WORK TO COMPLETE – Copy each line of the data below word for word, keeping the original order.

ENTRIES PROVIDED –
━━━━
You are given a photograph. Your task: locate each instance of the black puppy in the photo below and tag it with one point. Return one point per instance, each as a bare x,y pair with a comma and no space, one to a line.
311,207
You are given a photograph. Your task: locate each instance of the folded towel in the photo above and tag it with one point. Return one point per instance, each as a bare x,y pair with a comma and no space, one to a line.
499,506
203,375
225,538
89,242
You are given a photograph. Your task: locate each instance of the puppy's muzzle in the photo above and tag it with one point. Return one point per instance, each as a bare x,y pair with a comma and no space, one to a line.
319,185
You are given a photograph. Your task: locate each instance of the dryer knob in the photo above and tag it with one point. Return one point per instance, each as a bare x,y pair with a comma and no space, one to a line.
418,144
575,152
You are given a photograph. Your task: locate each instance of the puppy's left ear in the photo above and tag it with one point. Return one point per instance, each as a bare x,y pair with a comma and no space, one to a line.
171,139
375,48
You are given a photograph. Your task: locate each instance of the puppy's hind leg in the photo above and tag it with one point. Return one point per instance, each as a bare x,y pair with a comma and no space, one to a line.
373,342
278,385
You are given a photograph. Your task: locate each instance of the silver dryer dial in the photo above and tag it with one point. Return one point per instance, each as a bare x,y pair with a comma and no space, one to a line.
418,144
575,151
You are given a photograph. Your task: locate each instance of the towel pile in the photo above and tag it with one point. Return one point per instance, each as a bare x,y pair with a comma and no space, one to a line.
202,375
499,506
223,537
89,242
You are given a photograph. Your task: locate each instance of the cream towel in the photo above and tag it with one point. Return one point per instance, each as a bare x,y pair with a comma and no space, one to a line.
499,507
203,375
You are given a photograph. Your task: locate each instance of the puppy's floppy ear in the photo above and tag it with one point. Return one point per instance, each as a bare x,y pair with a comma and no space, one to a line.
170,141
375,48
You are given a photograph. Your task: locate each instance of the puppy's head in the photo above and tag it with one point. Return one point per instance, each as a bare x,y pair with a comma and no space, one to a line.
━━━━
RESPONSE FOR THIS EXERCISE –
You are given a photograph. Your task: locate each instance of the black puppy in the photo below and tag it with one point. Return one point per instance, each as a bare x,y pair with a comma and no space, one to a line.
311,207
You are given a photograph. Your task: locate each instance of the folded towel in the photo above and tag it with one point. Return one point per instance, each as a bare x,y pair with a comma and no space, one to a line.
499,506
203,375
225,538
89,242
You are given a photograph. Your task: locate each instance of the puppy's muzzle in the photo above and tag it with one point. Return one point per instance, each as a bare x,y pair with a comma and no space, one to a line.
319,185
You are given a photograph. Your task: locate each instance of the dryer knob in the photo above and tag it with one point. Return one point per instance, each as a bare x,y pair with a comma and no space, one to a line.
418,144
575,152
You are given a photograph. Your task: locate each instance of the puppy's left ear in the photo above and tag it with one point. Return one point per instance, each as a bare x,y pair with a comma and no space, one to a line.
171,139
375,48
You are given a photograph. Your task: locate each instance of the puppy's hind leg in the photo above and tag it with one point. Return one point per instance, each as a bare x,y pair with a comma and no space, one to a line.
373,342
278,385
You are given a photograph. Your task: locate each instance of the silver dryer dial in the photo above and tag it with one point. Return one point per instance, each as a bare x,y pair with a comma and no space, one to a line.
418,144
575,151
You are given a photograph. Your task: locate each instance of the towel pile in the photo above and tag it with one point. Return one point per instance, each as a bare x,y pair with a comma and no space, one to a line.
202,375
499,506
223,537
89,242
You are given a photograph. Your task: locate each instance of the cream towel in the photo above and tag it with one point. Return one point per instance, each as a bare x,y pair with a comma and no space, one to a line.
499,507
203,375
You are given a photograph. Your task: locate each instance of the puppy's floppy ear in the photo above and tag it with one point. Return one point per instance, each as a bare x,y pair with a comma and no space, one to a line.
170,141
375,48
You are given a photograph. Your task: locate each instance of the puppy's head in the photo above and tag it with one point. Return one point per instance, each as a bare x,y pair with a comma and no space, one to a line.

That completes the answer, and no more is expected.